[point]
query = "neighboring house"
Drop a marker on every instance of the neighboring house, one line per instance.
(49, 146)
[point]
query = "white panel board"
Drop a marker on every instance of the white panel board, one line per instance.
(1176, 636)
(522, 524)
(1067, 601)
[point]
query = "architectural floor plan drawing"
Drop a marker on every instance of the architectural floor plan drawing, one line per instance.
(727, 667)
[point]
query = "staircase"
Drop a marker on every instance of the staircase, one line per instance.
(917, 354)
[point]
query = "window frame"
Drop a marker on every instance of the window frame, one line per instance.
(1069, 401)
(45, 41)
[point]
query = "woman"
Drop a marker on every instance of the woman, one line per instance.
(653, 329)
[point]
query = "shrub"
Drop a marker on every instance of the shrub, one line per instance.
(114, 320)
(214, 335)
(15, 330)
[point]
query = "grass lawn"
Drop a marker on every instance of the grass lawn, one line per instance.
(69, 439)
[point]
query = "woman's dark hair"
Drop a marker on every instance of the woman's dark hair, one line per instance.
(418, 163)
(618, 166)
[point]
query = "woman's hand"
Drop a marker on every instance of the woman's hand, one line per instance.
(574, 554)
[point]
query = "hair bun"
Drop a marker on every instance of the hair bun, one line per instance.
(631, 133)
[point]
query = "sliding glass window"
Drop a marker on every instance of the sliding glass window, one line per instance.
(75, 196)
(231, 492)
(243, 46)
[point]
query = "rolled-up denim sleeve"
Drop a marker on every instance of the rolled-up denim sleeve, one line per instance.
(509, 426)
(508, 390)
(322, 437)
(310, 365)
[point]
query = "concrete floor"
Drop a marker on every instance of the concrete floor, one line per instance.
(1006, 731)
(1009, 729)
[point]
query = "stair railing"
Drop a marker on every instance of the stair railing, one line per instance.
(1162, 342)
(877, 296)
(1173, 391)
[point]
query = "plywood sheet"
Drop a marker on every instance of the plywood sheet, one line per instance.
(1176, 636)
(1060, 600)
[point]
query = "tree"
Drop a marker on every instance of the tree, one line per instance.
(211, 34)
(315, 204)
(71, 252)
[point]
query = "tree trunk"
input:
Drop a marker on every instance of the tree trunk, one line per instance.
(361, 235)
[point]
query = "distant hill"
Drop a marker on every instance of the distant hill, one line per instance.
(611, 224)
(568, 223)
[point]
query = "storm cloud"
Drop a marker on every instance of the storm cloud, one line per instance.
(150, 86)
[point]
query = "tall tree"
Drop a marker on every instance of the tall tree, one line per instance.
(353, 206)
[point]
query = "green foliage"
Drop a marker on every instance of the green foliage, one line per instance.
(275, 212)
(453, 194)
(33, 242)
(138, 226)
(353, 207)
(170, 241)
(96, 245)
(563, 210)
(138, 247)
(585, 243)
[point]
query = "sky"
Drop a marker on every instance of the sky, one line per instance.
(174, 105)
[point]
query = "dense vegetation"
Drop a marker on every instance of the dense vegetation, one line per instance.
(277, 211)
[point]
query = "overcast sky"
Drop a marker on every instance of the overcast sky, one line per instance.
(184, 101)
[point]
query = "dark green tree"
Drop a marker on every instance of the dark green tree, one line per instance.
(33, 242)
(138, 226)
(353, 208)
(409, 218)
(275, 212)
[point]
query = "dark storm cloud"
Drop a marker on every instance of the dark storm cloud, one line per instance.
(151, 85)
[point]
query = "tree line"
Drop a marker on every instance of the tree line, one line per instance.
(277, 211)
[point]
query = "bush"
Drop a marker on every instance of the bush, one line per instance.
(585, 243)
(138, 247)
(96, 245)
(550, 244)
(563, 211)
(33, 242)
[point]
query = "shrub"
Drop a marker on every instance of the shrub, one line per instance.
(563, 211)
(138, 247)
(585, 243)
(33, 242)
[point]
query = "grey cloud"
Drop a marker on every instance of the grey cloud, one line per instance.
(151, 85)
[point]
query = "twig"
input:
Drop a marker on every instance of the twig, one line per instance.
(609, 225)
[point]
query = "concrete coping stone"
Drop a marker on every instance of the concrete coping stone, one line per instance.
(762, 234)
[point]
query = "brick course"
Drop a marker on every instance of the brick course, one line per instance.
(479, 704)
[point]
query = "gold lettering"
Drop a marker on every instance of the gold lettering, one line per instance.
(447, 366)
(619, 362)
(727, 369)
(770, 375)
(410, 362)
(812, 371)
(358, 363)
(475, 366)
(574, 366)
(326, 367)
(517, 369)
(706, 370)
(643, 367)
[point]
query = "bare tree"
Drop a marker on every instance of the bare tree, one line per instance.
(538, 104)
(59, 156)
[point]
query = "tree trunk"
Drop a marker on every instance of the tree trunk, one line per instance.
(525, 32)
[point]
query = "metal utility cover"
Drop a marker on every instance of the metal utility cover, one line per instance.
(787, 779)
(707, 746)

━━━

▸ **What the task requires**
Every record shown above should appear again in your answer, unchanged.

▸ **Completed task**
[point]
query = "neighboring house"
Drop a marker on every instance of the neighboring house, one line per instance.
(49, 146)
[point]
query = "white panel board"
Drop a marker on every instance of the white panel board, one line per instance.
(1176, 636)
(522, 524)
(1067, 601)
[point]
query = "architectural floor plan drawing"
Drop a marker on every instance of the architectural floor plan drawing, one line per instance.
(727, 667)
[point]
query = "staircase"
Drop a marker on every instance of the staircase, one line per instance.
(917, 354)
[point]
query = "window frame"
Drop a marker on every instance of the window frame, one line per instance.
(1069, 401)
(45, 41)
[point]
query = "woman"
Drop a marker on every instance of the woman, one line per instance.
(653, 329)
[point]
query = "shrub"
Drop a marker on every instance of the shrub, one line per instance.
(114, 320)
(214, 335)
(15, 330)
[point]
query = "grass lawn"
Drop a marker on every instance of the grass lawn, one line per instance.
(69, 439)
[point]
query = "woman's dark hair"
Drop a marker on every instance of the woman's dark hair, one line per instance.
(418, 163)
(618, 166)
[point]
query = "woman's hand"
Drop a marker on every instance of the woman's hand, one line per instance.
(574, 554)
[point]
query = "hair bun"
Drop a marker on every instance of the hair bun, one line per instance.
(631, 133)
[point]
query = "sliding glass window"
Drop a marker on every instance of the sliding glass window, one line per instance.
(75, 196)
(231, 492)
(243, 46)
[point]
query = "rolled-up denim sleeve"
Drop a marker on every instance of the rolled-up denim sleeve, one line per instance.
(509, 426)
(508, 390)
(322, 437)
(310, 365)
[point]
query = "concrete floor"
Drop a marker on every instance of the concrete floor, one line per instance.
(1006, 731)
(1009, 729)
[point]
query = "stair railing"
Drop a marker on every instance of the stair railing, one line per instance.
(1162, 342)
(877, 296)
(1173, 391)
[point]
query = "plywood sheet"
Drop a marker on every instance of the plywood sheet, one line per instance.
(1176, 636)
(1060, 600)
[point]
query = "tree"
Drop a marker on every instance of the tree, one line per instance.
(211, 34)
(315, 204)
(71, 252)
[point]
query = "tree trunk"
input:
Drop a marker on every instance of the tree trunk, one line per instance.
(361, 235)
[point]
query = "distant hill"
Drop a marker on every instance of the distant hill, one line per instance.
(611, 224)
(568, 223)
[point]
query = "storm cloud"
Drop a marker on every instance of the storm cloud, one line per instance.
(150, 86)
[point]
query = "tall tree"
Drop a marker on every instance of the tall tree, one line per instance.
(353, 206)
[point]
query = "green foliage"
Drop a marker on every instance of the green foliage, one line per instance.
(275, 212)
(453, 194)
(33, 242)
(138, 226)
(353, 207)
(170, 241)
(96, 245)
(563, 210)
(138, 247)
(585, 243)
[point]
query = "sky"
Drop a marker on every instance of the sky, one line per instance.
(174, 105)
[point]
query = "dense vegetation"
Drop a marker on every instance of the dense vegetation, one line per instance.
(277, 211)
[point]
query = "overcast sky"
Drop a marker on every instance of the overcast sky, one line per instance.
(184, 101)
[point]
query = "dark green tree"
Drop a marker on every instance of the dark green tree, one line per instance.
(33, 242)
(138, 226)
(353, 208)
(409, 218)
(275, 212)
[point]
query = "dark storm cloud"
Drop a marker on every instance of the dark storm cloud, one line per instance.
(151, 85)
[point]
query = "tree line"
Drop a marker on every instance of the tree line, one line per instance.
(277, 211)
[point]
query = "bush"
Drop a marker on every instance of the bush, one line per instance.
(585, 243)
(138, 247)
(96, 245)
(550, 244)
(563, 211)
(33, 242)
[point]
query = "shrub"
Drop a marker on every instance of the shrub, one line per instance.
(563, 211)
(138, 247)
(585, 243)
(33, 242)
[point]
query = "grey cloud"
Drop a marker on every instance of the grey cloud, one line per instance.
(151, 85)
[point]
query = "twig"
input:
Drop a marker on every instance of the twig, one line per instance.
(609, 225)
[point]
query = "concrete coping stone"
Drop a marker on every instance of the concrete coping stone, one line per instance.
(762, 234)
[point]
query = "brick course"
Drop a marker on every instance of the brick course, one line per instance.
(479, 704)
[point]
query = "gold lettering"
Drop a marker on every instance of the gold lettering, one line per instance.
(447, 366)
(619, 362)
(727, 369)
(770, 375)
(410, 362)
(812, 371)
(358, 363)
(475, 366)
(574, 366)
(326, 367)
(517, 369)
(706, 370)
(643, 367)
[point]
query = "bare tree"
Drop a marker on every instance of the bare tree, one line per instance.
(538, 104)
(59, 156)
[point]
query = "tree trunk"
Drop a marker on every instance of the tree trunk, one line per instance.
(525, 32)
[point]
query = "metal utility cover"
Drop a marker on every instance of the metal utility cover, one line per instance.
(787, 779)
(707, 746)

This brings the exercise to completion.